- WORK TO BE COMPLETED -
Reproduce word for word the lines of the entries below, starting with the line that contains "of the **door**" and going on through the line that contains "58], [268, 56]]]", with both of those lines included.

- INPUT -
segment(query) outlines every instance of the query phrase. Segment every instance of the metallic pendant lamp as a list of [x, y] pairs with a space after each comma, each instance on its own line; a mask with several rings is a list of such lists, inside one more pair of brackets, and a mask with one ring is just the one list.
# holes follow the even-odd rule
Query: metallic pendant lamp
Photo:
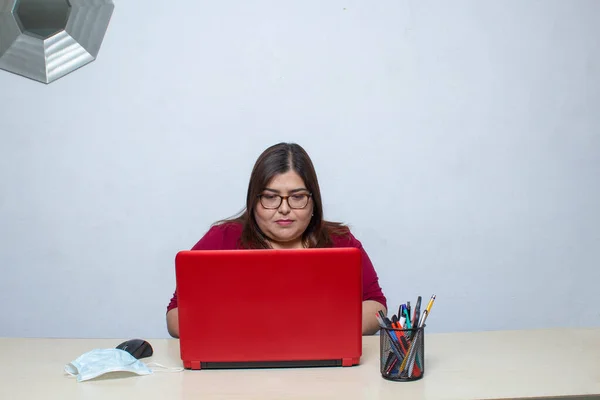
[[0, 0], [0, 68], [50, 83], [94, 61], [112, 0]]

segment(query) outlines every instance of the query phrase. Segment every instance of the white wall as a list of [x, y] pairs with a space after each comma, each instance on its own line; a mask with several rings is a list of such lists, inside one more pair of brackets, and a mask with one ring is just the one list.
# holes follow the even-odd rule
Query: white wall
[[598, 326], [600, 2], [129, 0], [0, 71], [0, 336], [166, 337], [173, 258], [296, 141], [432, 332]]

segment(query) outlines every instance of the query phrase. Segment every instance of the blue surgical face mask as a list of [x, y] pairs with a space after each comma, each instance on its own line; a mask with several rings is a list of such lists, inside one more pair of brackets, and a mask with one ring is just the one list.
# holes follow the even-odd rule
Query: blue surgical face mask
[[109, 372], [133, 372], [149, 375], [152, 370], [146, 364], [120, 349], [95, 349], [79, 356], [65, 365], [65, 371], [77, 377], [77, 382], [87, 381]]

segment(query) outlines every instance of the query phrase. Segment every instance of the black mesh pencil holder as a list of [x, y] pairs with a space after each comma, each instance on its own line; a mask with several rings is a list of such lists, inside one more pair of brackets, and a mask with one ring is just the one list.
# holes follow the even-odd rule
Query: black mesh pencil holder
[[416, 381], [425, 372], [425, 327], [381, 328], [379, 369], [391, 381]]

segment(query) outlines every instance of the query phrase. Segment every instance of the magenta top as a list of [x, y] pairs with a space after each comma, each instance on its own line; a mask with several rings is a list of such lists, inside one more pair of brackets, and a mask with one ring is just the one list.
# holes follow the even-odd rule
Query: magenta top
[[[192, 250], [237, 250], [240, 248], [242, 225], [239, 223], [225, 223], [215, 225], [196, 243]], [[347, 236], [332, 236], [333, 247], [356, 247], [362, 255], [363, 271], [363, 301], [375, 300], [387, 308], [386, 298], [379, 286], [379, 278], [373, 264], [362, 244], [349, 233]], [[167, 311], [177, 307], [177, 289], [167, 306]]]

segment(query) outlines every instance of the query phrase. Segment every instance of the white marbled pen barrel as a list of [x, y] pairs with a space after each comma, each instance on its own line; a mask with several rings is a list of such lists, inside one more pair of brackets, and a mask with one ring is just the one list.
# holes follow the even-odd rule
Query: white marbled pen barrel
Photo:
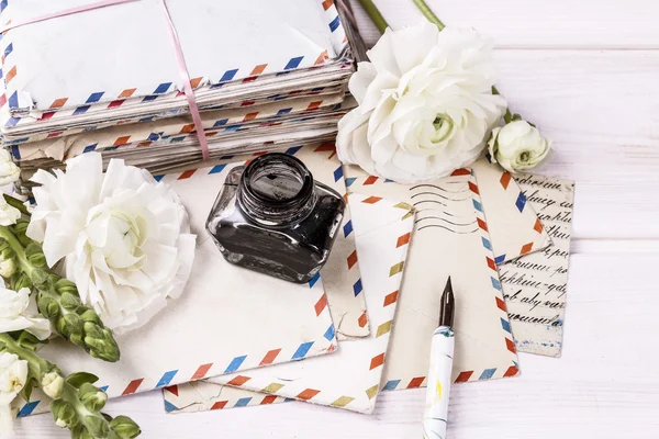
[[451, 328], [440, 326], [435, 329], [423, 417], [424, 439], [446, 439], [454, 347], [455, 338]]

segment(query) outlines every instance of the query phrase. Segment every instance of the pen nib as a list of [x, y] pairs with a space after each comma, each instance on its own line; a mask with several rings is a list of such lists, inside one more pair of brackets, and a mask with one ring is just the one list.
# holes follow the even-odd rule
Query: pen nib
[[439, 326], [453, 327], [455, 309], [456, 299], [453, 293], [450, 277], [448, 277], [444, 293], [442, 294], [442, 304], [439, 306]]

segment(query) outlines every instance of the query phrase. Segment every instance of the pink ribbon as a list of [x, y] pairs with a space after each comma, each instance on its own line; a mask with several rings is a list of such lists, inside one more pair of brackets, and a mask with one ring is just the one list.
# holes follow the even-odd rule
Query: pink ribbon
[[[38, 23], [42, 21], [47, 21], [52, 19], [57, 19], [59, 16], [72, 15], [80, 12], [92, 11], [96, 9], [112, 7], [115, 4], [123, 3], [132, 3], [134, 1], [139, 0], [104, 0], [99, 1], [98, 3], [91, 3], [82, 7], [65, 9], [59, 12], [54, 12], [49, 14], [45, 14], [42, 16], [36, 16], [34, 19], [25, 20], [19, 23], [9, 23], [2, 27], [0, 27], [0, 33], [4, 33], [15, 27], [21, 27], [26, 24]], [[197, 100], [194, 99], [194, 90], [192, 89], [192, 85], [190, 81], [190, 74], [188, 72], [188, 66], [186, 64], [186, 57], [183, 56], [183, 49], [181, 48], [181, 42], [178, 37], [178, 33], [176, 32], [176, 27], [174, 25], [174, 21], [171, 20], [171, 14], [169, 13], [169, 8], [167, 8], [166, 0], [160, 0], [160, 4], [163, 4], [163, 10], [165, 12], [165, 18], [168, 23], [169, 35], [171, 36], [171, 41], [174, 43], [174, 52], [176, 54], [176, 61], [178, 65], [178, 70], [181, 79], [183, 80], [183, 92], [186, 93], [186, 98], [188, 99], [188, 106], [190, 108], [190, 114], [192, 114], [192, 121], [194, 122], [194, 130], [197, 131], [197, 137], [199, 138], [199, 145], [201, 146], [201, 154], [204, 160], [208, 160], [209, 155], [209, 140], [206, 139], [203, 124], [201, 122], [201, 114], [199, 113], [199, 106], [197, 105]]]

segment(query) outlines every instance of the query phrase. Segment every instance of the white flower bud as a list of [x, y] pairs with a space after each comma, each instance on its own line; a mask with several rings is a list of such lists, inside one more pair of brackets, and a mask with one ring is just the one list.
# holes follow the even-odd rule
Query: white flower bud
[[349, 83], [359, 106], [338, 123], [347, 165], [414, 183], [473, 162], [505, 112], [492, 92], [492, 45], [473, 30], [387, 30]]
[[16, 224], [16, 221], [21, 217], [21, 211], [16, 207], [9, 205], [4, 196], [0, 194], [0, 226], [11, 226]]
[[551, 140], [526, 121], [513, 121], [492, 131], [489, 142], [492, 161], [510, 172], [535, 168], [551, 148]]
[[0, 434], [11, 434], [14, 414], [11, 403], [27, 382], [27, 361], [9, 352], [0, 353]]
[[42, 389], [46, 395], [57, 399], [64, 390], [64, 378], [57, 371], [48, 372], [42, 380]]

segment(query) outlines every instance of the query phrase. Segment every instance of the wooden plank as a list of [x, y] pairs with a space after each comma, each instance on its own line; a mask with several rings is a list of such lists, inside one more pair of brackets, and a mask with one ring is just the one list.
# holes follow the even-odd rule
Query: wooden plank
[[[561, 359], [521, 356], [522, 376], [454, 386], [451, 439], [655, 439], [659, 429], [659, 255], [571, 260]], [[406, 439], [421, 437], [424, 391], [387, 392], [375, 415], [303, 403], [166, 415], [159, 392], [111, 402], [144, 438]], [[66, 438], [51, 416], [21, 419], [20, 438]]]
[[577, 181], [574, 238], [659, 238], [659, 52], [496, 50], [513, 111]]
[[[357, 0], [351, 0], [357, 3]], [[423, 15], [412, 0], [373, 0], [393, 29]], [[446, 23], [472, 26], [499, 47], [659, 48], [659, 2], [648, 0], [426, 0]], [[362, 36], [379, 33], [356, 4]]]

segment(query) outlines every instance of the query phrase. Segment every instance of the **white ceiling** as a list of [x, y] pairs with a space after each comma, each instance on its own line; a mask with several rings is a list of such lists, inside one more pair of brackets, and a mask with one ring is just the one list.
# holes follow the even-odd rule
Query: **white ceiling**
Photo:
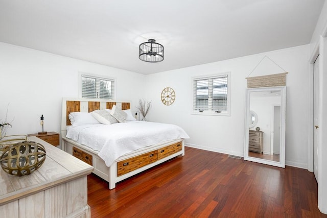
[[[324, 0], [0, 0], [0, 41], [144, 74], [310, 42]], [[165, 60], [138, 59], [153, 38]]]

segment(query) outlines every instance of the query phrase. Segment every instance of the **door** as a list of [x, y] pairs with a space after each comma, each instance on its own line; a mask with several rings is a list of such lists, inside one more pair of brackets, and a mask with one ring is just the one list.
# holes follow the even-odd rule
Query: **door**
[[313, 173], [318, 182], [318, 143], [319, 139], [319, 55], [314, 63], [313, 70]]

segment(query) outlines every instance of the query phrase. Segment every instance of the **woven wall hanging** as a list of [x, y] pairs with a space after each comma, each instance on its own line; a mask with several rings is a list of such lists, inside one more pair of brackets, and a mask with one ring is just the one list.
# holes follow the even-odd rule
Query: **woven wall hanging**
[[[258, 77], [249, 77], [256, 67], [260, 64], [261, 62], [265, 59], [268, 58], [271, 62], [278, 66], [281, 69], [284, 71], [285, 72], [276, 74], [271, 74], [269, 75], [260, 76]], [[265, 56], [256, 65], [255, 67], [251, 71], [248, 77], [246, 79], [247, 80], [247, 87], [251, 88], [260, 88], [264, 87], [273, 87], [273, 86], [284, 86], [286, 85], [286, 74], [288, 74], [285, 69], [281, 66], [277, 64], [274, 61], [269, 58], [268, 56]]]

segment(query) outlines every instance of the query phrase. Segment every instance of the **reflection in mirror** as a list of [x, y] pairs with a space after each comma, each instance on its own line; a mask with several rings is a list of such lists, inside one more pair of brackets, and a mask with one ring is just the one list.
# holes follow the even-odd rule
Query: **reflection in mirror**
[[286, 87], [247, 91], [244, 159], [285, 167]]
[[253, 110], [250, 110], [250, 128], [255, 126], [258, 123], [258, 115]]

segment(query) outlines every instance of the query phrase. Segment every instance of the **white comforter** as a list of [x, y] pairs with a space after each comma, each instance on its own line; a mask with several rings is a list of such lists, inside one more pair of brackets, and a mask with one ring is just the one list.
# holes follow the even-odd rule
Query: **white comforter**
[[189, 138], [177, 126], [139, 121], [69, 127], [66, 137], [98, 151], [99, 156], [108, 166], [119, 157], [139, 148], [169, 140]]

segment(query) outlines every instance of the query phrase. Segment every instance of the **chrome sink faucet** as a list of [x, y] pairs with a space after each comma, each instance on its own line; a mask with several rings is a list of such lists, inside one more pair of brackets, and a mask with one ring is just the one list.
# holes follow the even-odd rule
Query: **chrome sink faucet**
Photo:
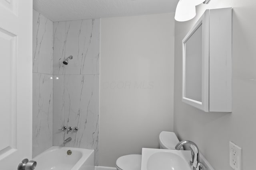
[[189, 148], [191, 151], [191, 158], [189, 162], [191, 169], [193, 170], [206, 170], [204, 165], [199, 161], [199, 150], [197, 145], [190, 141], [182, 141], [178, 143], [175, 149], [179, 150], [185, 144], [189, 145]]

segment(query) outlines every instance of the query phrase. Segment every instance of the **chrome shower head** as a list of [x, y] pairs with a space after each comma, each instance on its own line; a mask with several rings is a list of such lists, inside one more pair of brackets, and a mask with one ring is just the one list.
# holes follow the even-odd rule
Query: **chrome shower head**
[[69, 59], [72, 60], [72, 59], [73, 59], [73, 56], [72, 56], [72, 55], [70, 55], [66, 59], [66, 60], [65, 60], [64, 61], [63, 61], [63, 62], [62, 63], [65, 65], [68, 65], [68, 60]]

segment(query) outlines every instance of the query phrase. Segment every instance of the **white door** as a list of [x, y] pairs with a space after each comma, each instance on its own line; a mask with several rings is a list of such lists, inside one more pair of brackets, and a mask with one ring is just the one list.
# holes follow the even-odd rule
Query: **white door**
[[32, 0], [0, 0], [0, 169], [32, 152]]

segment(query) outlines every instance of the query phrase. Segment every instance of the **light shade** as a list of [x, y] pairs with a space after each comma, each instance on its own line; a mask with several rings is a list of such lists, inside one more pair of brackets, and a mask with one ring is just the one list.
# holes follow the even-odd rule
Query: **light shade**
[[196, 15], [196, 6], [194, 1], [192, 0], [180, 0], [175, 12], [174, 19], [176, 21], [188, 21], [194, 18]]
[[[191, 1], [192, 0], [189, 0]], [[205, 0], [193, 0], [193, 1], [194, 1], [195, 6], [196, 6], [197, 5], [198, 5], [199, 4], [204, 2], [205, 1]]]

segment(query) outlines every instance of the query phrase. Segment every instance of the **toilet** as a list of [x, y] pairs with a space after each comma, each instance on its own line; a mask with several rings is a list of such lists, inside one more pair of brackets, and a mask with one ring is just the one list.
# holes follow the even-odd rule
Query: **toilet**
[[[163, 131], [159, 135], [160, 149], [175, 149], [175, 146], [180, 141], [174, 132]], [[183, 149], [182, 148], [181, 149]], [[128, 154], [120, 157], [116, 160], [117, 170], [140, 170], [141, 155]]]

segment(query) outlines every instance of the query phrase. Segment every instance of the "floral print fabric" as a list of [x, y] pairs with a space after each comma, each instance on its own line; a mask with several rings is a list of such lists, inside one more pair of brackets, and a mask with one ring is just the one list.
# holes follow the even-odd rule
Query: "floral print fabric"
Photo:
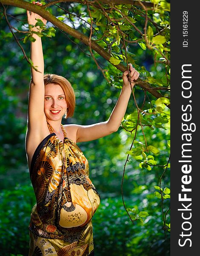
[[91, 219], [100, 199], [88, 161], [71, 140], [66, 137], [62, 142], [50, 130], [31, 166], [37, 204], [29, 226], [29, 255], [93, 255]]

- EXERCISE SOLUTION -
segment(query) outlines every instance of the query phrase. Segment every instance of the **door** as a list of [x, y] pairs with a space after each comma, each instance on its own line; a mask with several rings is a list of such lists, inside one more pair of brackets, and a mask with one ring is just the one list.
# holes follow the even-odd rule
Query: **door**
[[313, 173], [318, 182], [318, 143], [319, 139], [319, 55], [314, 63], [313, 70]]

segment(query) outlines every instance of the query phrase. Segment every instance of the **woven wall hanging** as a list of [x, y] pairs with a space after each comma, each instance on its own line; a mask with several rings is a list of such lists, inside one more pair of brackets, and a mask with one ring is just the one list.
# holes follow the even-odd rule
Query: **woven wall hanging**
[[[258, 77], [249, 77], [256, 67], [260, 64], [261, 62], [265, 59], [268, 58], [271, 62], [278, 66], [281, 69], [284, 71], [285, 72], [276, 74], [271, 74], [269, 75], [260, 76]], [[265, 56], [256, 65], [255, 67], [251, 71], [248, 77], [246, 79], [247, 80], [247, 87], [251, 88], [260, 88], [264, 87], [273, 87], [273, 86], [284, 86], [286, 85], [286, 74], [288, 74], [285, 69], [281, 66], [277, 64], [274, 61], [269, 58], [268, 56]]]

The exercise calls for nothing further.